Problem description
Using the data that follows, state the number of lines holding the word "pendant", and give no other output.

------------------------

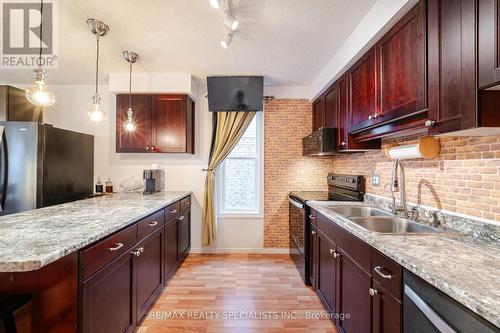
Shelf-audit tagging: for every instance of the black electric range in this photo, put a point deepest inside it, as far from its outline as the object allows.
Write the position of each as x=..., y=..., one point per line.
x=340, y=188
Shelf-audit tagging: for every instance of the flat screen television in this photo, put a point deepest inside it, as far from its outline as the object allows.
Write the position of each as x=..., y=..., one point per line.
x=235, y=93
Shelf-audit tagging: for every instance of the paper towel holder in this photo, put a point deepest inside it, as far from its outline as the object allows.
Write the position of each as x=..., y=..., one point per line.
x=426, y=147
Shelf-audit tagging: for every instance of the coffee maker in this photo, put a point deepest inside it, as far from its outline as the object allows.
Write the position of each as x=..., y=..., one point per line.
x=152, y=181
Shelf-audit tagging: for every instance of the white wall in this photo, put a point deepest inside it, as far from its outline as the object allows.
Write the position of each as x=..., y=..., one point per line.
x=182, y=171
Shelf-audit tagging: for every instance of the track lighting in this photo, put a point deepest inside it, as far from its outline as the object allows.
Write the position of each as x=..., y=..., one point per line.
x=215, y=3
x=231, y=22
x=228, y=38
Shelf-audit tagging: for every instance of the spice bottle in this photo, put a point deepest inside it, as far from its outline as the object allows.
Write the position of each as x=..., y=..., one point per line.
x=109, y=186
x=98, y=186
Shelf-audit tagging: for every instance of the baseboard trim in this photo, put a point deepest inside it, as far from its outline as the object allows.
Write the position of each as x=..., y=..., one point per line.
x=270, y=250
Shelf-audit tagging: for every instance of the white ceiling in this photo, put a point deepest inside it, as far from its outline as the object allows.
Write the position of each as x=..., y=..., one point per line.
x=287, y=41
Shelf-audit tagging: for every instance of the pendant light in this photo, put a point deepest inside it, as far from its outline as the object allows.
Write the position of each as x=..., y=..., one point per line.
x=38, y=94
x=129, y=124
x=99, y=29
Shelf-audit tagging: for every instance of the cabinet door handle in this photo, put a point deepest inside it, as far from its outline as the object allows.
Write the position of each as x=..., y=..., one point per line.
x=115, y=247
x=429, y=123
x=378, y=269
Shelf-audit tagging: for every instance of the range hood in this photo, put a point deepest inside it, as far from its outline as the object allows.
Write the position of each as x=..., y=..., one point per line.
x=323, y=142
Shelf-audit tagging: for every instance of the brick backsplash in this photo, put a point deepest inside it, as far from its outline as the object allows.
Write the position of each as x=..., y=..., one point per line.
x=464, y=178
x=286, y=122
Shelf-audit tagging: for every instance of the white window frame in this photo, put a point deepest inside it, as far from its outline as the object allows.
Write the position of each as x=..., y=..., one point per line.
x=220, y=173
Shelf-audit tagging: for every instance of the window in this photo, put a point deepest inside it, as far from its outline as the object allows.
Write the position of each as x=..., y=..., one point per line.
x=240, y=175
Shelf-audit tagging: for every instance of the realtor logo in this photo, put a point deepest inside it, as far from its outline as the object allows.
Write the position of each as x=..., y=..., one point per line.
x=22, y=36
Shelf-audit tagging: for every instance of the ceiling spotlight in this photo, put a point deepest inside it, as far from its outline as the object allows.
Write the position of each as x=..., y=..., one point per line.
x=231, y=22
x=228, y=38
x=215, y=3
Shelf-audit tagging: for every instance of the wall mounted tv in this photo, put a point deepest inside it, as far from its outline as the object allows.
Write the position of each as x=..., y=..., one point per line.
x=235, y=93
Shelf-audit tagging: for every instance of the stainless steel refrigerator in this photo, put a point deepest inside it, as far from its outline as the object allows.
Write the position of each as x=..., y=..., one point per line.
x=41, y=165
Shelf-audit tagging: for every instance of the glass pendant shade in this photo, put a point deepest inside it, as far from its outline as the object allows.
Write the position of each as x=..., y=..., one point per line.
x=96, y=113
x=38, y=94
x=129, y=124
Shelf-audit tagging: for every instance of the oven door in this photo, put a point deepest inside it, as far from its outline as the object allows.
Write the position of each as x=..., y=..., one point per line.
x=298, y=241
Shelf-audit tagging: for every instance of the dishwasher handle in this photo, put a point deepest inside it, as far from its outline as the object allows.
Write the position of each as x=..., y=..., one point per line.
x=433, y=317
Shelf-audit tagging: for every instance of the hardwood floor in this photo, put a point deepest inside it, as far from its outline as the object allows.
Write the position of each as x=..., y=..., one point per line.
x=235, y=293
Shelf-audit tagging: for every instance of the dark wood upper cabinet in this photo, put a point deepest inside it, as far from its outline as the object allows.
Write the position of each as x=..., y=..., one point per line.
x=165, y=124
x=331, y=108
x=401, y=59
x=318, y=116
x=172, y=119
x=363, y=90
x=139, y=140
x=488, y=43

------------------------

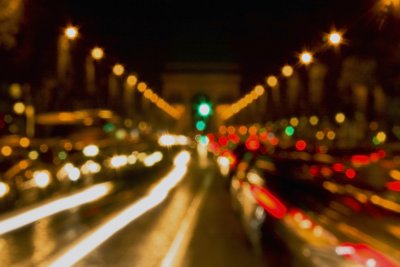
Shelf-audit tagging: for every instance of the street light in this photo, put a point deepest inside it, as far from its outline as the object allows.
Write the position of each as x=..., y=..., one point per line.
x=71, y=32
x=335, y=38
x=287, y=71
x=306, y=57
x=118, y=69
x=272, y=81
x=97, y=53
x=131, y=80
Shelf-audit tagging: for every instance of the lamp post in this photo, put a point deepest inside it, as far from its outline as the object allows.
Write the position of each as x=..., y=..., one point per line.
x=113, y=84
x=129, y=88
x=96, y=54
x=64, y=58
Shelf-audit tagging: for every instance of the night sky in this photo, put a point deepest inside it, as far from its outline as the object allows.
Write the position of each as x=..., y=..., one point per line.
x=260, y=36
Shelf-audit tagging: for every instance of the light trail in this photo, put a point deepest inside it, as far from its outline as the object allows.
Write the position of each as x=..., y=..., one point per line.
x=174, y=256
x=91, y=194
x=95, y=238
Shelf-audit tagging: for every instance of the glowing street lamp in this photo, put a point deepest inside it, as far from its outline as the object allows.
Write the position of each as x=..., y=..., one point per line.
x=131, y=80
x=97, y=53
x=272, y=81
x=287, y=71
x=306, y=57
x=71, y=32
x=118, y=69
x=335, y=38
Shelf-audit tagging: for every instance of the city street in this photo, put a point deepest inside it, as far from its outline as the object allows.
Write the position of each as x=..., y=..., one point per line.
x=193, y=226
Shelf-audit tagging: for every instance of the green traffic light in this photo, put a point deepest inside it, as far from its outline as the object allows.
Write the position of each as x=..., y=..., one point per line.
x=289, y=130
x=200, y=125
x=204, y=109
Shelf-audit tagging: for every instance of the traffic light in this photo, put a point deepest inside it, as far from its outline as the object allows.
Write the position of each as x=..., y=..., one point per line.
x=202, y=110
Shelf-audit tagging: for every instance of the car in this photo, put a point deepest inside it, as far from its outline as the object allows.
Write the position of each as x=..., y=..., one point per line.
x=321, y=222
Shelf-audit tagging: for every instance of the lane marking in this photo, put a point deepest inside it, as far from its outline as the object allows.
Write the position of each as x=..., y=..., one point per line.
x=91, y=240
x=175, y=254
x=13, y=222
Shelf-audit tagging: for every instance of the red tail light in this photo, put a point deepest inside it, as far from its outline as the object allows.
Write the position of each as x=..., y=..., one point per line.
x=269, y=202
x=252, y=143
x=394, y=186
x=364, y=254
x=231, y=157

------------------------

Exercise output
2